前缀树算法模板秒杀五道算法题 :: labuladong的算法小抄

[labuladong]

文章链接点这里：前缀树算法模板秒杀五道算法题

评论礼仪 见这里，违者直接拉黑。

[deepbreath373]

OMG

[mengzhibin]

小板凳坐着

[wuuusicong]

真的OMG。。。。Trie太复杂了也。。还不如拆开来说。。

[bhjghjbhbfghfhfg]

208题，R值设置为英文字母z的ascii + 1 == 123即可

[labuladong]

@bhjghjbhbfghfhfg 理论上 27 就够了，自己去优化就好。

[Jebearssica]

getNode那里的泛型是不是有点问题，直接对模板T的数组children赋char了

[labuladong]

@Jebearssica children 数组里面装的是索引，和泛型没有关系

[zhongweiLeex]

648题 单词替换 代码部分

// 在 Trie 树中搜索最短词根（最短前缀）
        String prefix = set.shortestPrefixOf(words[i]);
        if(prefix != null && !prefix.isEmpty()) {
            // 如果搜索到了，改写为词根
            sb.append(prefix);
        } else {
            // 否则，原样放回
            sb.append(words[i]);
        }

中间需要进行一次判空操作 ， String.isEmpty() 不能对空判断

[zhongweiLeex]

hasKeyWithPattern 超出时间限制 需要维护一个额外记录 不然时间复杂度还是指数级别

[labuladong]

@zhongweiLeex 贴出你的代码

[zhongweiLeex]

@zhongweiLeex 贴出你的代码

• 之前是我表达错误了，实在抱歉，是需要将前面已经匹配的剪枝。然后检查剩下的。这样就不会超出时间限制，（代码格式写的比较烂，再次抱歉！）

• 之前的648题 搜索最短前缀部分，也是需要一个 判断 prefix != null 的操作，因为 String.isEmpty() 好像只能对 字符串判断是否是空字符串，但是不能对 空值（null）判断。

*原始材料:*
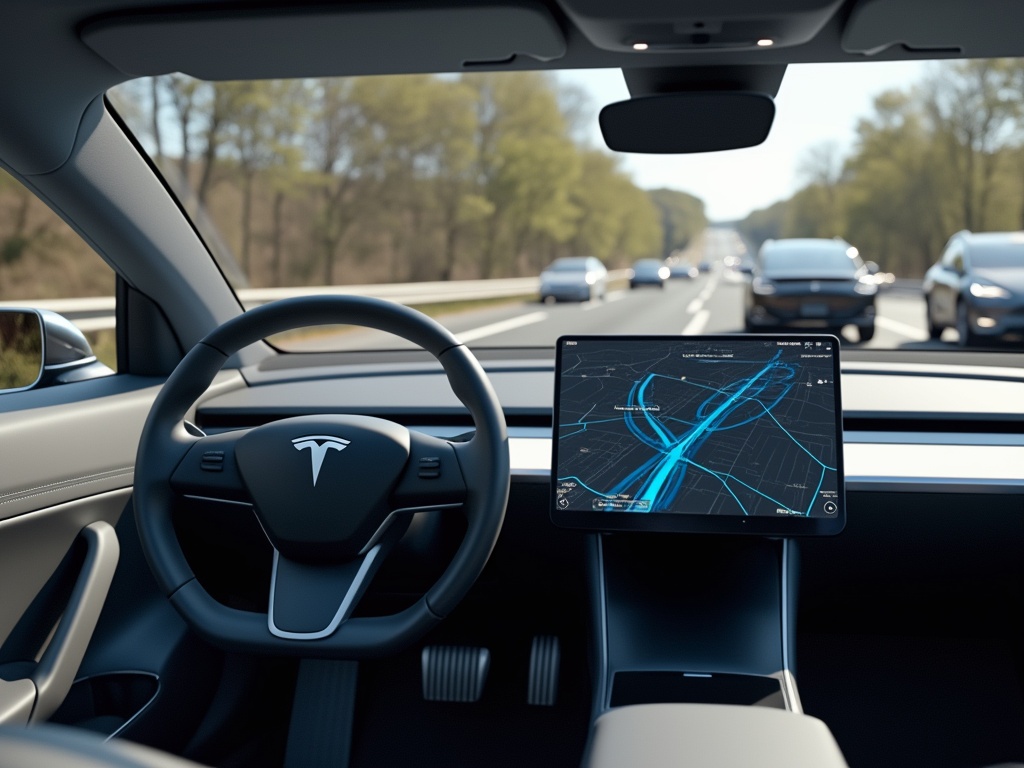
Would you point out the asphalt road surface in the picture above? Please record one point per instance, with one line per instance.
(711, 303)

*练习题目:*
1 – 在这则前缀树讨论帖中，labuladong 认为 208 题的 R 值理论上设为多少就够了？
2 – 请照录这则前缀树讨论帖中的一段文字，以“hasKeyWithPattern 超出时间限制 需要维护一个额外记录”开头，一直到“好像只能对 字符串判断是否是空字符串，但是不能对 空值（null）判断。”为止。
清单与此处内容无关。

*题目解答:*
1 – 27。

2 –
hasKeyWithPattern 超出时间限制 需要维护一个额外记录 不然时间复杂度还是指数级别

[labuladong]

@zhongweiLeex 贴出你的代码

[zhongweiLeex]

@zhongweiLeex 贴出你的代码

• 之前是我表达错误了，实在抱歉，是需要将前面已经匹配的剪枝。然后检查剩下的。这样就不会超出时间限制，（代码格式写的比较烂，再次抱歉！）

• 之前的648题 搜索最短前缀部分，也是需要一个 判断 prefix != null 的操作，因为 String.isEmpty() 好像只能对 字符串判断是否是空字符串，但是不能对 空值（null）判断。